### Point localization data
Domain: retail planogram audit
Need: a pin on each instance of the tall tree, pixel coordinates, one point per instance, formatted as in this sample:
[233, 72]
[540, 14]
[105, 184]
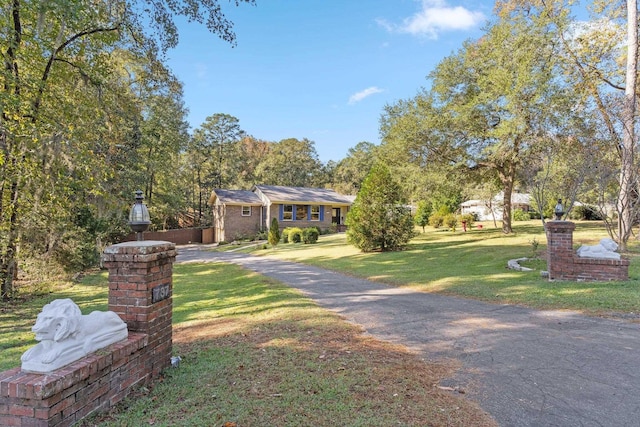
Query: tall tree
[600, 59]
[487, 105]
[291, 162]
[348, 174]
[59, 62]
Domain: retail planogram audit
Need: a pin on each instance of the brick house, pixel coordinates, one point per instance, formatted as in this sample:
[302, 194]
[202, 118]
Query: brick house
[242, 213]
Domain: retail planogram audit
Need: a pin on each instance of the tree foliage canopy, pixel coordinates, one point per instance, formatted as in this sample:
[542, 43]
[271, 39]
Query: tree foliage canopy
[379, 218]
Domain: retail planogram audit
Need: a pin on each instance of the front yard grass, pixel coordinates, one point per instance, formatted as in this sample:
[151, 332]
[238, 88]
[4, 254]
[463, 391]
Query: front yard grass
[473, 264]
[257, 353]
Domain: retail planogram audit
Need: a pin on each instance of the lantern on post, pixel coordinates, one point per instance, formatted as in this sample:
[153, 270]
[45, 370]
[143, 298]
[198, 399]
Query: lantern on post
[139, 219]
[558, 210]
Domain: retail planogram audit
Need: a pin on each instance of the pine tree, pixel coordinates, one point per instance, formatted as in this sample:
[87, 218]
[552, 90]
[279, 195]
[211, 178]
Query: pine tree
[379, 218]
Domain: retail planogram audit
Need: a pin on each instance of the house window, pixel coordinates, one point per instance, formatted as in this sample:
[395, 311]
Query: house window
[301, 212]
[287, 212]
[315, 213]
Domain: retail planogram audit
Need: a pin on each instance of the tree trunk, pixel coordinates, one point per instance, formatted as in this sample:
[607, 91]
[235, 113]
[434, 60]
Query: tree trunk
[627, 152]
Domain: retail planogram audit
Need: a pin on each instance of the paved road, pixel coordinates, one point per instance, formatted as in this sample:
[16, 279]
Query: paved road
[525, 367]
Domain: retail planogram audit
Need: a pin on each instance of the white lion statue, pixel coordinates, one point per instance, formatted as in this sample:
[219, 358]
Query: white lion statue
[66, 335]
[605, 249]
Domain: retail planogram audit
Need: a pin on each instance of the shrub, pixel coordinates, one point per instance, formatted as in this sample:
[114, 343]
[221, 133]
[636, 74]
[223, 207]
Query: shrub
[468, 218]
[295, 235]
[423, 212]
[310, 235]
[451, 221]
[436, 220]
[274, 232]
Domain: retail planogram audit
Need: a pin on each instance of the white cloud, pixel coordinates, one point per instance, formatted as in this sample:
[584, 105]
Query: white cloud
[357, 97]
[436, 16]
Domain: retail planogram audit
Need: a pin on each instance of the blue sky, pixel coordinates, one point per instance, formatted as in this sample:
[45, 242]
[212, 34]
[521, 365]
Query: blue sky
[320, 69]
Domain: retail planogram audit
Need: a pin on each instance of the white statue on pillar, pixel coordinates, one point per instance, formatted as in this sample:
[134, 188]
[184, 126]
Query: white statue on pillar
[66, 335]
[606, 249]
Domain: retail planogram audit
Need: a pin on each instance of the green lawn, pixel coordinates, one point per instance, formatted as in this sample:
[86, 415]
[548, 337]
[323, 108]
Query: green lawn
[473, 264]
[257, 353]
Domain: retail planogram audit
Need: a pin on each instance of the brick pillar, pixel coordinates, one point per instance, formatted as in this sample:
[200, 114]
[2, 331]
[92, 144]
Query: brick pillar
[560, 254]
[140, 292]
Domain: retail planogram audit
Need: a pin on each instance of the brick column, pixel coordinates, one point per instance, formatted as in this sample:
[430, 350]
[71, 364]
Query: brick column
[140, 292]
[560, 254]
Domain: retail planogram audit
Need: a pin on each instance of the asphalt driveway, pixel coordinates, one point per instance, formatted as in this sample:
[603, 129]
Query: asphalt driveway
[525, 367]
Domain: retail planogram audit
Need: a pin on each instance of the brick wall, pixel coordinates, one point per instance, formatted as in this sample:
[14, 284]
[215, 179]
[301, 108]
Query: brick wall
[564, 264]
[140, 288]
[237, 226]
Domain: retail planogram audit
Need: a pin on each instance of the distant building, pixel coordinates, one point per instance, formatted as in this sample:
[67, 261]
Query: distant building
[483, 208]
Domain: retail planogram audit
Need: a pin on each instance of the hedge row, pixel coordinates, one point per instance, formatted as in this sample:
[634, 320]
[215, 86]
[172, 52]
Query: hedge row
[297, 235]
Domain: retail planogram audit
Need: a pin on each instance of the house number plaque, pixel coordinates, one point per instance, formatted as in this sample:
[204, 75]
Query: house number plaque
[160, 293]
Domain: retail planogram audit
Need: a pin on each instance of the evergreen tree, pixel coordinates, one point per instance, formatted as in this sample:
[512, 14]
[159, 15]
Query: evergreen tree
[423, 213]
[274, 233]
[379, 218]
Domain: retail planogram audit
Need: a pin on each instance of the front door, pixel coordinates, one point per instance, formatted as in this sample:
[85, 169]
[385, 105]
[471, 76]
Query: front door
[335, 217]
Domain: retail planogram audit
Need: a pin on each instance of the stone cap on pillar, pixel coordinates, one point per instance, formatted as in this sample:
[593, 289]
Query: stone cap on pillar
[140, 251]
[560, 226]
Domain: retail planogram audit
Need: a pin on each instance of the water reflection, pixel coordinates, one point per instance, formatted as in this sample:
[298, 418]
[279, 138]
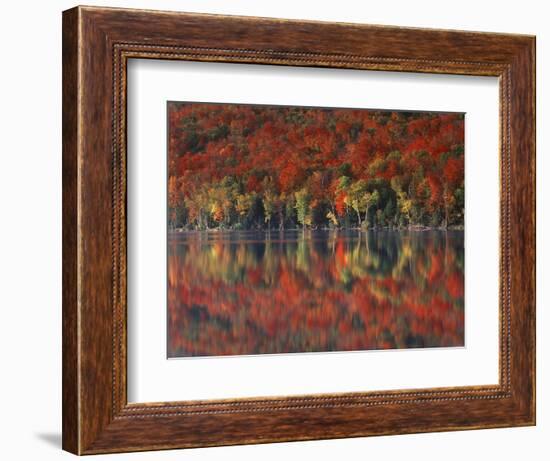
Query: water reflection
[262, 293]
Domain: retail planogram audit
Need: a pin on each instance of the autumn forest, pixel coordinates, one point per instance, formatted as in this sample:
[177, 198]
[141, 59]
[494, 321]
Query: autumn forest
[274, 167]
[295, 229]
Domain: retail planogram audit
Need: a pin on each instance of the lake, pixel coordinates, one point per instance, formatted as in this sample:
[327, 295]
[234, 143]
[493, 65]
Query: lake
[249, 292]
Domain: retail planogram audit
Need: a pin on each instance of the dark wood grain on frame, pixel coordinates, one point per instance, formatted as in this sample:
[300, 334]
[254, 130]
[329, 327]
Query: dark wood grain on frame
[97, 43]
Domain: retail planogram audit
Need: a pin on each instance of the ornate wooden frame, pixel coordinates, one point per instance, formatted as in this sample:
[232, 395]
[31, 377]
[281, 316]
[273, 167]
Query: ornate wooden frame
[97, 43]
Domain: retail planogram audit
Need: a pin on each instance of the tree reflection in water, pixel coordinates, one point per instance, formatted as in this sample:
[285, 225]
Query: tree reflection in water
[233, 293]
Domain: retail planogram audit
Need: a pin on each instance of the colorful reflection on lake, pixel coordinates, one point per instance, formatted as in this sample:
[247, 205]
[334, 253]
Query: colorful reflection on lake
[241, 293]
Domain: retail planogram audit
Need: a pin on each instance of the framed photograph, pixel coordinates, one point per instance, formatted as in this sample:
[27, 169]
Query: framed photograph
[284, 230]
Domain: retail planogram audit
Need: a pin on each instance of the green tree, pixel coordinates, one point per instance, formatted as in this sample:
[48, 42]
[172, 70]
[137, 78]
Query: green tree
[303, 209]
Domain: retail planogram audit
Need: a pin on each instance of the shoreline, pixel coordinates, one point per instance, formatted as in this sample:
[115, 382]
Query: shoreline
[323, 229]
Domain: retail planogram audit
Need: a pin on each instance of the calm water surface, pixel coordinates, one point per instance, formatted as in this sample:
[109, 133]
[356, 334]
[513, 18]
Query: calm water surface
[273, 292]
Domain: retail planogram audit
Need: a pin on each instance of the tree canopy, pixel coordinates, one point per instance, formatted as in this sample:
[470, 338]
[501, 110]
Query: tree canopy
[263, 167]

### Work to complete
All lines from the one containing "Query: colorful reflection on lake" to the end of the records, both ends included, should be printed exactly and on their own.

### Answer
Query: colorful reflection on lake
[241, 293]
Domain: retail planogram audit
Need: a pin on each instance of the framed photograph, pixel coordinates, one point per instance, formatted as in this sample:
[27, 169]
Query: framed photograph
[284, 230]
Domain: retail planogram audit
Need: a pin on each instance of the green tree, pixel coordinates, one point per instance, formatted as in this sample:
[48, 42]
[172, 70]
[137, 78]
Query: green tree
[303, 209]
Domain: retail planogram audit
Need: a pin on each instance of the shoreline, pixel coordinates, one point per instance, formatted as in this sample:
[115, 382]
Query: shoreline
[323, 229]
Domain: retail planogram audit
Need: a pin on each instance of the calm water surface, pixel coordinates, one point per instance, formatted as in this sample:
[109, 133]
[356, 334]
[513, 18]
Query: calm water surface
[273, 292]
Domain: retail planogram audit
Need: a pin on each instance of the tree canopy, pixel coordinates, one point per instance, formatted as in this sample:
[470, 338]
[501, 110]
Query: tree canopy
[263, 167]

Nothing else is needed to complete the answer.